▸ EXCERPT:
+++++

# need help steering column removal



## 66gto (Dec 21, 2006)

i've gotten all the bolts loose all the way to the first knuckle on the steering box, the column from inside the car moves easily. except for that whenever i pull on the steering column inside the car to remove it, it seems to be attached to the shaft that extends into the engine compartment.the flange that hooks up w/ the steering box will not go around the headers and big bolt near the upper control arm. What am i missing?????? thanks


----------



## lars (Sep 28, 2004)

The steering column is one piece to the ragjoint. You need to unbolt the 2 bolts at the ragjoint, pull the cover and clamp at the firewall on the inside, remove the nuts holding the column to the dash support, and the column then slips out.


----------



## 66gto (Dec 21, 2006)

thanks, the only problem i have is that the rag joint gets caught between my headers and a control arm bolt that hits the shaft. i'll figure it out sooner or later!!!


----------



## lars (Sep 28, 2004)

Then you need to pull the header.


----------



## 66gto (Dec 21, 2006)

pulling the header in my car is the last option, those bad boys are tight and cramped for room, i took off the rag joint last night, and loosened the steering box and i got it.now i just have to cut a relief cut in the floorboard bracket( thin one) to get the rag joint through it, w/out having to tear into the clutch assembly.


----------



## Don Whaley (Apr 26, 2014)

*removing column*

I'm having the same issue on my 67 w/headers, I don't see how the stg-box being lose will make more room for the rag joint and shaft to bypass the headers and bolt for camber bracket. My lower column bearing is bad and needs r/r...


----------



## RunninLeMans (Apr 3, 2014)

I just did this, I losened the holding screw and tapped the top half of the rag joint off the steering rod and left it attached to the steering box. Hadda do the column bottom bearing while I was replacing the firewall plate.


----------



## 666bbl (Apr 13, 2014)

The rag joint does indeed come off the shaft. You can't just loosen the retaining bolt (clamp), the bolt has to come out as it lives in a notch at the bottom of the shaft. Almost "too easy" sometimes to make sense.


----------



## RunninLeMans (Apr 3, 2014)

+1 666, I forgot that detail....


----------

+++++

▸ EXCERPTED RECORDS:
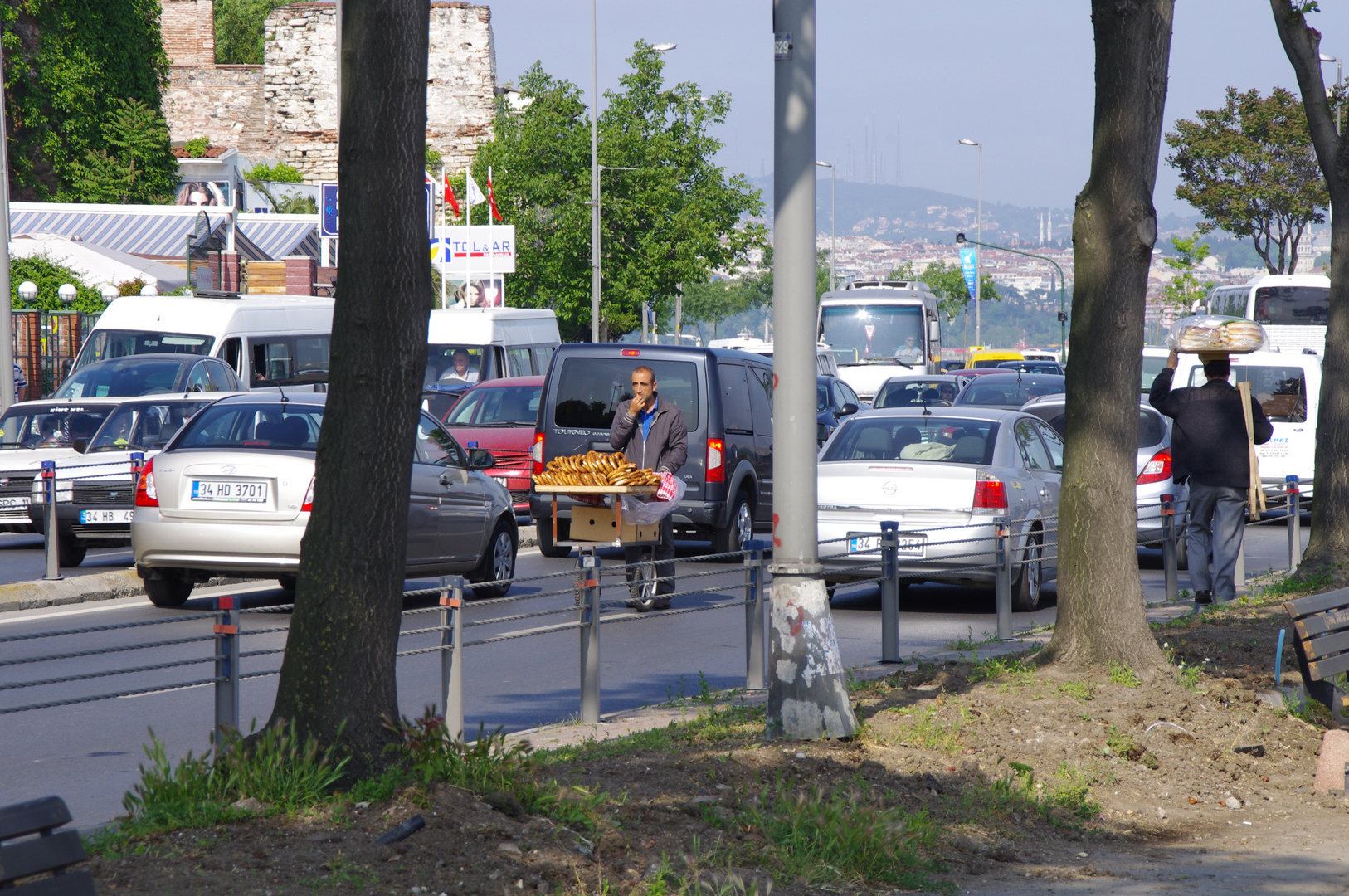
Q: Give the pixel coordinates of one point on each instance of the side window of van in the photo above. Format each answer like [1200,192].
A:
[735,411]
[761,398]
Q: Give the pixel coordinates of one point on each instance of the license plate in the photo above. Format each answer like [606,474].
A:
[105,516]
[230,491]
[911,545]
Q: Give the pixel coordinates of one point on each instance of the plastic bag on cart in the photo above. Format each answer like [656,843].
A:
[646,513]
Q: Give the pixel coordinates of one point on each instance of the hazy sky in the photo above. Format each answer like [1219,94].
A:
[1016,75]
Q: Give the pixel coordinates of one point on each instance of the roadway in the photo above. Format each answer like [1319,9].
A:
[90,752]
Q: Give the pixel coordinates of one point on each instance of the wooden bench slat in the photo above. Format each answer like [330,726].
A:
[1327,645]
[1322,670]
[1317,603]
[32,816]
[39,855]
[69,884]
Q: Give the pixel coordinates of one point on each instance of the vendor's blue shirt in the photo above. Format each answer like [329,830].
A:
[648,416]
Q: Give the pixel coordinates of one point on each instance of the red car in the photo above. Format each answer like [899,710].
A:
[498,416]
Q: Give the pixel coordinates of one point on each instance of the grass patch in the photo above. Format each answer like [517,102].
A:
[831,837]
[1122,674]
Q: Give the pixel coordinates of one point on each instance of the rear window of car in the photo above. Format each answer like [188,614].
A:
[937,439]
[592,389]
[292,426]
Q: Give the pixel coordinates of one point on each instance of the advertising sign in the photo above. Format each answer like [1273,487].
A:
[474,251]
[969,266]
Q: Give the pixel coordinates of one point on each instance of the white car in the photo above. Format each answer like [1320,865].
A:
[231,495]
[945,476]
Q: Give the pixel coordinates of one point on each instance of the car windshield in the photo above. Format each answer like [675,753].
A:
[49,426]
[135,426]
[873,334]
[288,426]
[497,407]
[131,378]
[454,363]
[915,393]
[592,389]
[928,437]
[119,343]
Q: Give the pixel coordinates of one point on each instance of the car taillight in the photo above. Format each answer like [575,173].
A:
[146,493]
[536,455]
[1157,469]
[991,493]
[715,460]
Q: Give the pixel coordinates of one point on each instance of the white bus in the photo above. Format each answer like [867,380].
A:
[879,329]
[1293,308]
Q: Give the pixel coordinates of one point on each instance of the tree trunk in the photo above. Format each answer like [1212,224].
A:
[1101,614]
[338,665]
[1329,543]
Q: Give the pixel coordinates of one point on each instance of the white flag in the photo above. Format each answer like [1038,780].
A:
[471,193]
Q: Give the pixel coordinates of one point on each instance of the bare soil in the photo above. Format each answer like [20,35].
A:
[1032,782]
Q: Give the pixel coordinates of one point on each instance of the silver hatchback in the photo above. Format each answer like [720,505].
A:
[231,495]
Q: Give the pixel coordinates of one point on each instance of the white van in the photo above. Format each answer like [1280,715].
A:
[1288,390]
[270,340]
[471,344]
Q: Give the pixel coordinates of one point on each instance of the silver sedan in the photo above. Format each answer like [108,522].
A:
[945,476]
[231,495]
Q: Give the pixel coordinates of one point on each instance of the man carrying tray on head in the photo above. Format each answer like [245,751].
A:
[1209,448]
[653,436]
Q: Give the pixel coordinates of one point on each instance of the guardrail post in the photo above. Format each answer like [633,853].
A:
[1294,523]
[590,637]
[1002,577]
[889,592]
[53,542]
[226,670]
[1168,545]
[754,597]
[452,655]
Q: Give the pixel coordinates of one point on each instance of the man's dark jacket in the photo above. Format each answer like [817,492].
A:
[665,448]
[1209,436]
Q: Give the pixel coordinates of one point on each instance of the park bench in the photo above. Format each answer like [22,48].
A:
[1321,624]
[50,853]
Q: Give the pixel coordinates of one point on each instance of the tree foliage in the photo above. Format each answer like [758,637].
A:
[1251,170]
[239,30]
[68,62]
[138,166]
[672,220]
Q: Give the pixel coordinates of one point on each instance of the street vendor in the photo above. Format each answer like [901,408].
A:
[1210,450]
[650,431]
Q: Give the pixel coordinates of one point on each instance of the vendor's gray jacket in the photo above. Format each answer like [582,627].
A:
[665,447]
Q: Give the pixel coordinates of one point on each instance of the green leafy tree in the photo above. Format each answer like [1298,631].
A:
[239,30]
[1185,288]
[68,64]
[672,220]
[1249,168]
[947,282]
[138,166]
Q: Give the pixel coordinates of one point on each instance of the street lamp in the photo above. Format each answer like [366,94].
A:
[980,224]
[833,285]
[595,169]
[1338,65]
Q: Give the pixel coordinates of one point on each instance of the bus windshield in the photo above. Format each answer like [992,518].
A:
[1293,305]
[874,334]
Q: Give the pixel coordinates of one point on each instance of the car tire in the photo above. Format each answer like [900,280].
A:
[738,529]
[545,538]
[169,592]
[71,553]
[498,563]
[1025,590]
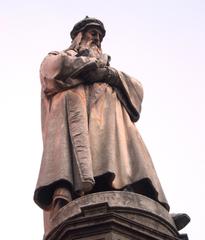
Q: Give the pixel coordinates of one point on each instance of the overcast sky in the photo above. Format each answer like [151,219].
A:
[160,42]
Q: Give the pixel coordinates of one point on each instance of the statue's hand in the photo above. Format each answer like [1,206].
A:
[104,74]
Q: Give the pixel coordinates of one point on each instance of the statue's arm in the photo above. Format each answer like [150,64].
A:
[60,70]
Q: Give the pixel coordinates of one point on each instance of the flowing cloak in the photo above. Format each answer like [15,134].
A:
[89,132]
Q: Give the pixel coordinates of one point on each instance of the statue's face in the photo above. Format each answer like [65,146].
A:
[94,36]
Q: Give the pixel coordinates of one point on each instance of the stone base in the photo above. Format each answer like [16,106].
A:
[113,216]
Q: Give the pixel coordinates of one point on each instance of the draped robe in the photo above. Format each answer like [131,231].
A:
[89,132]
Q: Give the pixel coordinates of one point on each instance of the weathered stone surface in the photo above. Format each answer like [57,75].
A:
[113,215]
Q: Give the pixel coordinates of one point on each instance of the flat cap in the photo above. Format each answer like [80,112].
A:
[85,23]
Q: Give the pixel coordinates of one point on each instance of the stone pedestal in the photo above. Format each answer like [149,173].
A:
[113,216]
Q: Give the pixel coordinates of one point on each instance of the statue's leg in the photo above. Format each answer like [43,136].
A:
[61,197]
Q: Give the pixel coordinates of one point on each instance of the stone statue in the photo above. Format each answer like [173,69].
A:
[89,111]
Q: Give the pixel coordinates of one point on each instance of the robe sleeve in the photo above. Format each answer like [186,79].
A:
[130,93]
[59,71]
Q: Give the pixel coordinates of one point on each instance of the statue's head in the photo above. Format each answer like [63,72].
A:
[86,24]
[88,35]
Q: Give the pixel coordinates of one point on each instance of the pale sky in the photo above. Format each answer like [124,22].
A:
[160,42]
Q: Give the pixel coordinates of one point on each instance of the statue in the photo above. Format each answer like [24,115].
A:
[90,141]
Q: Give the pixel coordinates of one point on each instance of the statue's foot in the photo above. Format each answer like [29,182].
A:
[61,197]
[180,220]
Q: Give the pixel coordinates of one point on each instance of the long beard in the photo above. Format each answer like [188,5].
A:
[92,49]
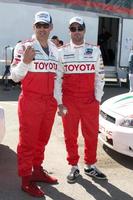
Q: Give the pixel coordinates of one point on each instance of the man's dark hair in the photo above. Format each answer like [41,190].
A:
[54,37]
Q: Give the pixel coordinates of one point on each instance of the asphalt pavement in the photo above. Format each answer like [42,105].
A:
[117,167]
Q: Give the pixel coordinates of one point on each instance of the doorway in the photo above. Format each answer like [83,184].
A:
[108,31]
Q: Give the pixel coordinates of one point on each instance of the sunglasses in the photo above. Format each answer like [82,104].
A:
[40,25]
[74,29]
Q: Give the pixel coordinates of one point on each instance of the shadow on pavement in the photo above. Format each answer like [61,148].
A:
[9,180]
[114,193]
[122,159]
[55,194]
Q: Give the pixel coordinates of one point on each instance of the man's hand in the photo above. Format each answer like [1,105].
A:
[29,54]
[62,110]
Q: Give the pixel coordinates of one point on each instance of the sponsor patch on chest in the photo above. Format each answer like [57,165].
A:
[79,68]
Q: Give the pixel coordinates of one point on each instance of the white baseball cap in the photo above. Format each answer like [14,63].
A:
[77,19]
[43,17]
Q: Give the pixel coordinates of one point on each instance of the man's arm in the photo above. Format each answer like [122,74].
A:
[22,58]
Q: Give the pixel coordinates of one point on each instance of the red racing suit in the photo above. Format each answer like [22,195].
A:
[37,105]
[79,86]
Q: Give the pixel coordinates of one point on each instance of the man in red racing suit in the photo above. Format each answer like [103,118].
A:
[35,64]
[78,90]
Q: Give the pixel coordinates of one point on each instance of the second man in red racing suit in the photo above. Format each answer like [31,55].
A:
[78,90]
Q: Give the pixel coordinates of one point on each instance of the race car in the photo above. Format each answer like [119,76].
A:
[116,123]
[2,124]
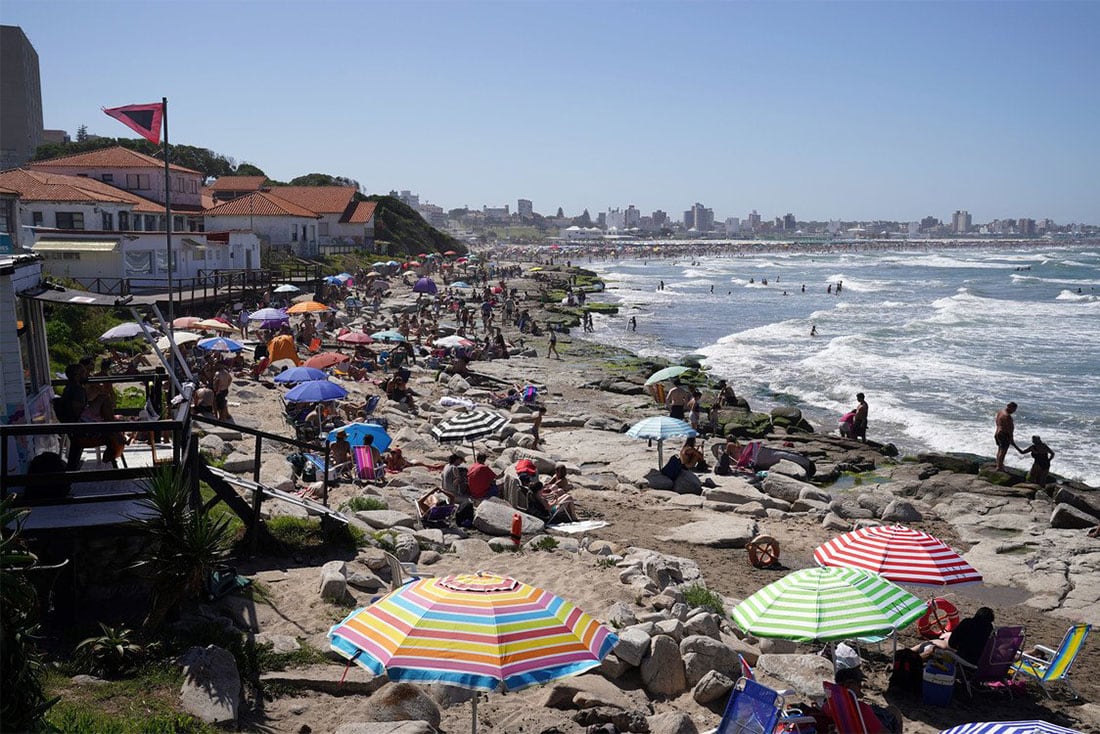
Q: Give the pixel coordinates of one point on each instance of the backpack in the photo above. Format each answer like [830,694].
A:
[908,674]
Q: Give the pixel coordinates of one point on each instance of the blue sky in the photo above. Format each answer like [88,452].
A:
[827,110]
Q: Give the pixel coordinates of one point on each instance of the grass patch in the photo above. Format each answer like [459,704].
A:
[356,504]
[146,703]
[700,595]
[306,534]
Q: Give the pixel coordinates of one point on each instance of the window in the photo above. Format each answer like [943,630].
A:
[135,181]
[139,262]
[69,219]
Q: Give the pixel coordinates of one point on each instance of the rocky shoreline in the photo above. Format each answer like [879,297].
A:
[666,545]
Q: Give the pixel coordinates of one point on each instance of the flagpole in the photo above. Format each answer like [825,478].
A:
[167,216]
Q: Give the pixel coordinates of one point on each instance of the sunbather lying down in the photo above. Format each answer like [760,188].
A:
[757,457]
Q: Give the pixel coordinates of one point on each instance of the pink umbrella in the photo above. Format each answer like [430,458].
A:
[355,338]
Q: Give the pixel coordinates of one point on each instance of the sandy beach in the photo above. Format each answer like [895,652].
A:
[1035,576]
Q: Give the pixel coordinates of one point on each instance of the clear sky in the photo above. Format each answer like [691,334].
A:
[827,110]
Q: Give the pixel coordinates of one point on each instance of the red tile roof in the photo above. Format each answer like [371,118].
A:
[261,204]
[109,157]
[321,199]
[237,184]
[362,214]
[43,186]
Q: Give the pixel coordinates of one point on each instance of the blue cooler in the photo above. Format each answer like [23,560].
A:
[938,682]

+++++

▸ TASK: Copy the steering column removal thread word for word from "I'm having the" to "and needs r/r...".

▸ FULL SOLUTION:
I'm having the same issue on my 67 w/headers, I don't see how the stg-box being lose will make more room for the rag joint and shaft to bypass the headers and bolt for camber bracket. My lower column bearing is bad and needs r/r...